[SELECTED EXCERPT]
Health Canada released monthly data today on its medical cannabis program, Access to Cannabis for Medical Purposes Regulations (ACMPR), which was implemented as MMPR in April 2014. The number of patients as of March 31, 2018 increased to 296,702 from 269,502 at the end of December and 167,754 as of March 31, 2017, representing quarterly growth of 10.1% and annual growth of 76.9%:
The growth remains robust, but it was the slowest growth on a quarterly basis since the program began four years ago, reflecting the maturation of the program as well as perhaps some hesitancy among potential patients who will just wait for legalization.
This was the first year that Health Canada has included monthly data after providing it on only a quarterly basis in the first three years of the program. It has added a significant number of data categories as well, including a geographical breakdown of patient registrations. Alberta continues to have a disproportionate amount of patients relative to its population, as its total, at 112,207, represented almost 38% of all patients. Ontario, the largest province, had almost 42% at 123,893. BC and Quebec continue to have very few patients relative to their overall populations.
Dried flower shipments increased just 4.2% in the quarter ending in March compared to the prior quarter, while oils grew 11% as measured in kilograms. Health Canada began reporting data in volume as well, with almost 4000 liters sold in March. Health Canada also started reporting exports, which represented 5% of dried flower sold in Canada but less than 0.1% of oils sold domestically. Dried flower inventory closed the quarter at 44.18 million grams, while oil inventory ended at 15,727 liters.
[/SELECTED EXCERPT]
[PROVIDED RECORDS]
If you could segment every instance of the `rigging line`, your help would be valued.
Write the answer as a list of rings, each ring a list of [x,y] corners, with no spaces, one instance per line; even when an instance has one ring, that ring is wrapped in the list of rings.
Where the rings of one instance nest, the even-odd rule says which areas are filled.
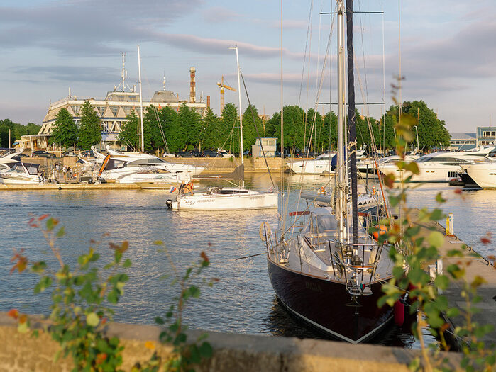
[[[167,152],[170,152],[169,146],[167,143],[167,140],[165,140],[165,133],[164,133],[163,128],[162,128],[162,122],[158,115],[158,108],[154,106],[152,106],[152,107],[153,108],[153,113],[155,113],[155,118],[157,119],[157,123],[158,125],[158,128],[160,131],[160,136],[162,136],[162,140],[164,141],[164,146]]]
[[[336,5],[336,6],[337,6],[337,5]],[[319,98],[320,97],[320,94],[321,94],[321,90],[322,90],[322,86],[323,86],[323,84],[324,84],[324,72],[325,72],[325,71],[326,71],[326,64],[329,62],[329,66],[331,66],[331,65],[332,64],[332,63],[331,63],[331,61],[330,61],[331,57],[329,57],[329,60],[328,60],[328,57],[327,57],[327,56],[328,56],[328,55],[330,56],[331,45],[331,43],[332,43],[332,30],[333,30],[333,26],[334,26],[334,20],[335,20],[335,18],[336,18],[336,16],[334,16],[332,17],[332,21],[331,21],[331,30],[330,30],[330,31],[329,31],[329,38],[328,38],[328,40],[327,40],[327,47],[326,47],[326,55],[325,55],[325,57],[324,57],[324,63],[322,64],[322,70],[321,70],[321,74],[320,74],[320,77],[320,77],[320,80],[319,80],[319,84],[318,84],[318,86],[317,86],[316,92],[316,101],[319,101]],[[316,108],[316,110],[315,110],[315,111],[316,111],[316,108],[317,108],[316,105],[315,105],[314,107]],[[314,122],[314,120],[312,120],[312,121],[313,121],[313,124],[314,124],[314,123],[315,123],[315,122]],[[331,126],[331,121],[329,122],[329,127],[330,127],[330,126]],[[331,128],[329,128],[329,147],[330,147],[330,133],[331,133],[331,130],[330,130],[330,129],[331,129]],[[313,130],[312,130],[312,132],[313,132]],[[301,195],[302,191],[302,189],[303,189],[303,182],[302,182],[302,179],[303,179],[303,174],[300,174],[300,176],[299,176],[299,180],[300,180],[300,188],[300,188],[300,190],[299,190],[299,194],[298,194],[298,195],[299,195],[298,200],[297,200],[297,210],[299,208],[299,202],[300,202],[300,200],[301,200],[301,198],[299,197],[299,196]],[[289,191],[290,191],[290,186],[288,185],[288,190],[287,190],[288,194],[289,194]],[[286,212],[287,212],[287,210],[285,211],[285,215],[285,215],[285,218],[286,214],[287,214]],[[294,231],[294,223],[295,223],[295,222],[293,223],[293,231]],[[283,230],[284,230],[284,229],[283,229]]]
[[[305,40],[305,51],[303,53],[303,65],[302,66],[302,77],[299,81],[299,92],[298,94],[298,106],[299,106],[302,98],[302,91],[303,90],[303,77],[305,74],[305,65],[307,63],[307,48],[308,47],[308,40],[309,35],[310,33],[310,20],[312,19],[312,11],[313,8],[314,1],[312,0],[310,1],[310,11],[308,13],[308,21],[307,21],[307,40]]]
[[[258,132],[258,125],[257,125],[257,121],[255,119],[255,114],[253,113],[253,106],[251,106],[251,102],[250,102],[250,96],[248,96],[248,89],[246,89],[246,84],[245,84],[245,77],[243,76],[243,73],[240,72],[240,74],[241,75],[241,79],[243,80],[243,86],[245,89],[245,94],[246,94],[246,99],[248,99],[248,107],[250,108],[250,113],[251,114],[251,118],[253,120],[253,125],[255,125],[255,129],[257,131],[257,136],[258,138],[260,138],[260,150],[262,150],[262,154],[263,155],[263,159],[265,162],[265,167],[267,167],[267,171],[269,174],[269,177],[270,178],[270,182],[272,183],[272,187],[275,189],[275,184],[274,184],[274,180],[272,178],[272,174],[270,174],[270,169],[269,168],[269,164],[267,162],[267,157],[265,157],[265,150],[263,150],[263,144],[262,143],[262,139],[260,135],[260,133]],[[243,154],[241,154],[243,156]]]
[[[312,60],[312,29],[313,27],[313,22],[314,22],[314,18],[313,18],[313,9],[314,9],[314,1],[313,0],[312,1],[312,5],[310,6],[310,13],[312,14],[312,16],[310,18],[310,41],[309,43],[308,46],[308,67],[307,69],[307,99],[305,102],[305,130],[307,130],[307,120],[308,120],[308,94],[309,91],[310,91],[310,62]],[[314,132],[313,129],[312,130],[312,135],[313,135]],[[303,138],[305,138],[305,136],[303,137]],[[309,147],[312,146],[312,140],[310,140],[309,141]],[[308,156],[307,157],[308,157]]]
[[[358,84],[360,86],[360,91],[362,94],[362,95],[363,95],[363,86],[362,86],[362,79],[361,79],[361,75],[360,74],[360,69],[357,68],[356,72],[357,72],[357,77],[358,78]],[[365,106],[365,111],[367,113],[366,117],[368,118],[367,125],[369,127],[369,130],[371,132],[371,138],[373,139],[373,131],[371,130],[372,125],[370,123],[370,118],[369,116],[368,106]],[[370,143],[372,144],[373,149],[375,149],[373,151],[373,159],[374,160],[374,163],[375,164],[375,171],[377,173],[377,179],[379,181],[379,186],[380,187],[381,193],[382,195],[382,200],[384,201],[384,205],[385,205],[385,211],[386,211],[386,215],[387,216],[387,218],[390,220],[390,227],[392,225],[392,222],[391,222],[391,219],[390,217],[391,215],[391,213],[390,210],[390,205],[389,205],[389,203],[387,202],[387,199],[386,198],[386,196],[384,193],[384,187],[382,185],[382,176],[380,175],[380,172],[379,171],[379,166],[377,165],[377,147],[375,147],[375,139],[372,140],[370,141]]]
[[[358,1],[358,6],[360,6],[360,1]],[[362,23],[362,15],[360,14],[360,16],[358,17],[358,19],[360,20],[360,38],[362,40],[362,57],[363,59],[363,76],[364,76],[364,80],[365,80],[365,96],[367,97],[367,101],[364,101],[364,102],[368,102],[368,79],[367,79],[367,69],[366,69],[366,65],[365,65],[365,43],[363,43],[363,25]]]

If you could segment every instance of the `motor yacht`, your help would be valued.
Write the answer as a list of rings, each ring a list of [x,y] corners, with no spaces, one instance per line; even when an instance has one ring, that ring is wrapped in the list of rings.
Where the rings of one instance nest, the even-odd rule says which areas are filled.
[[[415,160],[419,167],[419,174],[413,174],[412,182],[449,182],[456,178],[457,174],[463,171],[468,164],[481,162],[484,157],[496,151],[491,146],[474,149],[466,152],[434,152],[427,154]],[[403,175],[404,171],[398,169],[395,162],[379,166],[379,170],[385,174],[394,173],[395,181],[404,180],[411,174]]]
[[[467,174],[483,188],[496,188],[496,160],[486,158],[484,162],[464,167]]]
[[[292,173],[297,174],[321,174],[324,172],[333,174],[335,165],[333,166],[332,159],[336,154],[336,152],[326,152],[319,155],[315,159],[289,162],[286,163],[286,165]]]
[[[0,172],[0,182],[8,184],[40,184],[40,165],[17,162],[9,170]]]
[/PROVIDED RECORDS]
• **PROBLEMS AND TASKS**:
a) In the medical cannabis report, rewrite everything from "Dried flower shipments" down to "at 15,727 liters.", substituting "litres" for "liters".
b) According to the medical cannabis report, how many patients did Alberta have?

• **ANSWERS TO THIS EXERCISE**:
a)
Dried flower shipments increased just 4.2% in the quarter ending in March compared to the prior quarter, while oils grew 11% as measured in kilograms. Health Canada began reporting data in volume as well, with almost 4000 litres sold in March. Health Canada also started reporting exports, which represented 5% of dried flower sold in Canada but less than 0.1% of oils sold domestically. Dried flower inventory closed the quarter at 44.18 million grams, while oil inventory ended at 15,727 litres.

b) 112,207